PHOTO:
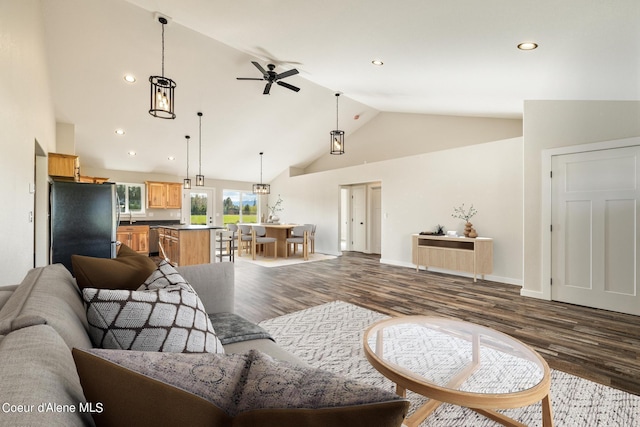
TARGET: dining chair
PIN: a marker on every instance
(244, 238)
(299, 236)
(259, 237)
(312, 237)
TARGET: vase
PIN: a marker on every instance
(467, 229)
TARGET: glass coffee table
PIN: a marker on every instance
(457, 362)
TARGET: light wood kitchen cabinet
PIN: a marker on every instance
(134, 236)
(164, 195)
(64, 166)
(185, 247)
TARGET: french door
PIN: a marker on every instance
(198, 206)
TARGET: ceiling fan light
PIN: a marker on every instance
(261, 188)
(527, 46)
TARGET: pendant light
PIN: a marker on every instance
(187, 181)
(162, 88)
(261, 188)
(200, 177)
(337, 136)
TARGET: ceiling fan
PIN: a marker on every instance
(272, 77)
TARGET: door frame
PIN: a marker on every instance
(547, 204)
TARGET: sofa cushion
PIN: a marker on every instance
(51, 294)
(165, 277)
(13, 324)
(127, 271)
(128, 382)
(231, 390)
(37, 372)
(281, 394)
(168, 318)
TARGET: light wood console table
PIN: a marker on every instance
(453, 253)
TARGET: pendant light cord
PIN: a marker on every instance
(200, 146)
(162, 48)
(337, 96)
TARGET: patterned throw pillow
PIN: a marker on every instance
(168, 317)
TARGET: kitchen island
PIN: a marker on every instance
(187, 244)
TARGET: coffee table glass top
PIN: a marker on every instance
(456, 355)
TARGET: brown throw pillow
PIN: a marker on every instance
(128, 271)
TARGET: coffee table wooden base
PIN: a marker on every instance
(484, 403)
(431, 405)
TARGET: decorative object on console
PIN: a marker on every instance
(337, 135)
(261, 188)
(200, 177)
(187, 180)
(461, 213)
(162, 88)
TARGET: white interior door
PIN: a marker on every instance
(594, 239)
(358, 218)
(198, 206)
(376, 220)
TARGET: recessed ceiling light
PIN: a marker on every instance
(527, 46)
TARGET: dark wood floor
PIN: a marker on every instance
(599, 345)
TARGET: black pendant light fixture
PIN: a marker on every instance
(187, 181)
(200, 177)
(261, 188)
(337, 136)
(162, 88)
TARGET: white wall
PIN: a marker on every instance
(26, 115)
(419, 192)
(553, 124)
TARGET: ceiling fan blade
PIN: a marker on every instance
(259, 67)
(288, 86)
(291, 72)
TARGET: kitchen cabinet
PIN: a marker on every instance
(64, 166)
(164, 195)
(134, 236)
(185, 246)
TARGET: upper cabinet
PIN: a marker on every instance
(64, 166)
(164, 195)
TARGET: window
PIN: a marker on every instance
(239, 206)
(131, 197)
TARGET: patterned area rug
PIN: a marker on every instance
(329, 336)
(281, 261)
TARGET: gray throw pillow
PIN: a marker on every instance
(170, 317)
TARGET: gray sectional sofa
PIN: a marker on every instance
(44, 318)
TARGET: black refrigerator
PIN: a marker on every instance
(84, 220)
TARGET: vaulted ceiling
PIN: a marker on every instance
(452, 58)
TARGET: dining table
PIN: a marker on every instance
(281, 232)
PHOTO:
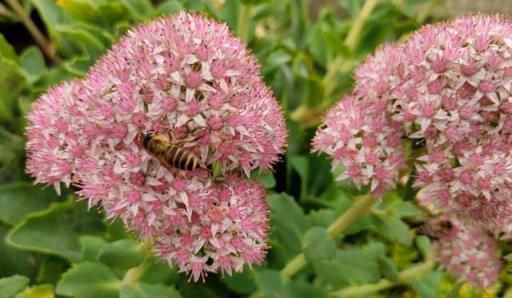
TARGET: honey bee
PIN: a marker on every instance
(160, 146)
(435, 228)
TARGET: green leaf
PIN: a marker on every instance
(76, 39)
(388, 268)
(122, 254)
(427, 285)
(318, 244)
(6, 50)
(266, 178)
(352, 6)
(302, 289)
(159, 272)
(392, 228)
(253, 2)
(271, 284)
(32, 62)
(351, 266)
(116, 230)
(230, 14)
(12, 85)
(10, 286)
(424, 246)
(55, 230)
(145, 290)
(277, 58)
(241, 283)
(40, 291)
(169, 7)
(405, 209)
(89, 280)
(321, 217)
(140, 9)
(91, 247)
(454, 293)
(17, 200)
(288, 221)
(301, 165)
(15, 261)
(51, 270)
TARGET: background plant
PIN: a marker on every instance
(52, 246)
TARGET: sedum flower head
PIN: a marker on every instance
(54, 143)
(470, 253)
(188, 77)
(446, 94)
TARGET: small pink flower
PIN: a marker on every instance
(54, 141)
(470, 253)
(187, 76)
(446, 88)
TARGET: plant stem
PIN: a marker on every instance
(361, 291)
(360, 207)
(339, 63)
(39, 37)
(244, 22)
(133, 274)
(353, 35)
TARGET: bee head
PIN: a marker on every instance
════════
● **SHORT EXERCISE**
Set down the whole listing above again word for word and line for line, omitting the pictures.

● **ANSWER TO THIS EXERCISE**
PHOTO:
TARGET: dining chair
PIN: a marker on every instance
(244, 238)
(299, 236)
(259, 237)
(312, 237)
TARGET: vase
PIN: a marker on every instance
(467, 229)
TARGET: glass coffee table
PIN: a marker on every instance
(457, 362)
TARGET: light wood kitchen cabinet
PIN: a marker on every instance
(134, 236)
(164, 195)
(64, 166)
(185, 247)
TARGET: french door
PIN: a marker on every instance
(198, 206)
TARGET: ceiling fan light
PIN: a marker on every instance
(261, 188)
(527, 46)
TARGET: pendant light
PIN: a marker on every instance
(187, 181)
(162, 88)
(261, 188)
(200, 177)
(337, 136)
TARGET: ceiling fan
PIN: a marker on every instance
(272, 77)
TARGET: door frame
PIN: a marker on every instance
(547, 204)
TARGET: sofa cushion
PIN: a marker on every instance
(51, 294)
(165, 277)
(13, 324)
(127, 271)
(128, 382)
(231, 390)
(37, 372)
(281, 394)
(168, 318)
TARGET: light wood console table
PIN: a marker on every instance
(453, 253)
TARGET: pendant light cord
PIN: a marker on every instance
(200, 146)
(162, 48)
(337, 96)
TARGET: patterned throw pillow
PIN: a marker on every instance
(168, 317)
TARGET: kitchen island
PIN: a marker on every instance
(187, 244)
TARGET: coffee table glass top
PIN: a marker on every instance
(456, 355)
TARGET: brown throw pillow
PIN: a marker on every instance
(128, 271)
TARGET: coffee table wooden base
PIN: a marker on every instance
(484, 403)
(431, 405)
TARGET: decorative object on console
PIN: a marker on every instance
(337, 135)
(261, 188)
(200, 177)
(187, 180)
(461, 213)
(162, 88)
TARGET: white interior door
PIN: a marker on every instance
(594, 239)
(358, 218)
(198, 206)
(376, 220)
TARGET: recessed ceiling light
PIN: a marker on every instance
(527, 46)
TARGET: dark wood floor
PIN: a marker on every instance
(599, 345)
TARGET: black pendant light fixture
PIN: a marker on every instance
(187, 181)
(200, 177)
(261, 188)
(337, 136)
(162, 88)
TARGET: white wall
PIN: a marker on every instance
(26, 115)
(419, 192)
(553, 124)
TARGET: ceiling fan blade
PIN: a marker on every instance
(259, 67)
(288, 86)
(291, 72)
TARGET: kitchen cabinet
PIN: a marker on every instance
(64, 166)
(164, 195)
(134, 236)
(185, 246)
TARGET: upper cabinet
PIN: a marker on every instance
(64, 166)
(164, 195)
TARGET: window
PIN: a marker on every instance
(239, 206)
(131, 197)
TARGET: patterned area rug
PIN: a marker on every instance
(329, 336)
(281, 261)
TARGET: gray throw pillow
PIN: a marker on every instance
(170, 317)
TARGET: gray sectional sofa
PIN: a marker on every instance
(44, 318)
TARGET: black refrigerator
PIN: a marker on every instance
(84, 220)
TARGET: vaulted ceiling
PIN: a marker on every instance
(452, 58)
TARGET: dining table
PIN: a marker on every instance
(281, 232)
PHOTO:
TARGET: honey bee
PIN: a marker on every instance
(160, 146)
(435, 228)
TARGET: green leaf
PIN: a marker on every instance
(76, 39)
(388, 268)
(122, 254)
(427, 285)
(318, 244)
(6, 50)
(266, 178)
(352, 6)
(302, 289)
(159, 272)
(392, 228)
(253, 2)
(271, 284)
(32, 62)
(351, 266)
(116, 230)
(230, 14)
(12, 85)
(10, 286)
(424, 246)
(55, 230)
(145, 290)
(277, 58)
(241, 283)
(40, 291)
(169, 7)
(405, 209)
(89, 280)
(321, 217)
(140, 9)
(91, 247)
(454, 293)
(17, 200)
(288, 221)
(301, 165)
(15, 261)
(51, 270)
TARGET: background plant
PIN: a marker on every instance
(52, 246)
TARGET: sedum flower head
PIN: a marker on every instance
(54, 143)
(470, 253)
(188, 77)
(446, 94)
TARGET: small pink flower
PIN: a marker on every instance
(54, 141)
(470, 253)
(187, 76)
(446, 88)
TARGET: plant stem
PIN: a marker on every instance
(361, 291)
(360, 207)
(339, 63)
(39, 37)
(244, 22)
(133, 274)
(353, 35)
TARGET: bee head
PIN: a marker on every instance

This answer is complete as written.